**APPLY WHAT YOU READ**
• a. Please answer these from the article on the Washington abortion bills:
(i) What place is given in parentheses after state Rep. Drew Hansen's name?
(ii) Besides abortion, information about what kind of care would Hansen's bill safeguard?
(iii) Whose office issued the press release announcing the health-app bill?
• b. Write out the article from the words "- Walsh added" through the words "a voter-approved law.", swapping "needlessly" for "pointlessly".

━━ TEXT SECTION ━━

Bills aim to protect abortion patients who travel to Washington
Lawmakers in Washington state are advancing measures to protect patients who travel here for abortions, and to stop other states from obtaining people's health data from period-tracking apps.
Why it matters: As other states pass laws that criminalize and restrict abortion, legislators and the state attorney general fear doctors and patients in Washington could become vulnerable to lawsuits or prosecution.
What they're saying: "We will use every tool we have to protect abortion rights in Washington state from the reach of anti-abortion laws in Texas and elsewhere," state Rep. Drew Hansen (D-Bainbridge Island) said during a House floor debate last week.
Details: A bill of Hansen's that passed the state House last week would block out-of-state subpoenas for information about abortions performed in Washington.
- That legislation would also prevent law enforcement officers in Washington from aiding other states' investigations into abortion care provided in Washington.
- The bill would safeguard information about gender-affirming care provided in Washington, too.
The other side: On the House floor, state Rep. Jim Walsh (R-Aberdeen) said he's concerned that if Hansen's bill passes, other states might engage in "tit for tat," in which they don't respond to subpoenas or requests to aid in police investigations in Washington state.
- Walsh added he thinks that Hansen's proposal would be needlessly divisive, given that abortion rights are already protected in Washington through a voter-approved law.
A separate bill would prevent third-party health apps — such as those that track periods and ovulation — from sharing their information without users' consent.
- In a press release announcing the legislation, state Attorney General Bob Ferguson's office said the goal is to prevent that data from being used to prosecute women who have an abortion or miscarriage.

━━━
━━ RECORDED INFORMATION ━━

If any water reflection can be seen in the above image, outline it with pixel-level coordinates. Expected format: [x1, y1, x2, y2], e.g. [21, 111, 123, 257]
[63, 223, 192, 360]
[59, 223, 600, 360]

━━━

**ANSWERS BY ITEM NUMBER**
• a.
(i) Bainbridge Island
(ii) Gender-affirming care provided in Washington
(iii) State Attorney General Bob Ferguson's office

• b.
- Walsh added he thinks that Hansen's proposal would be pointlessly divisive, given that abortion rights are already protected in Washington through a voter-approved law.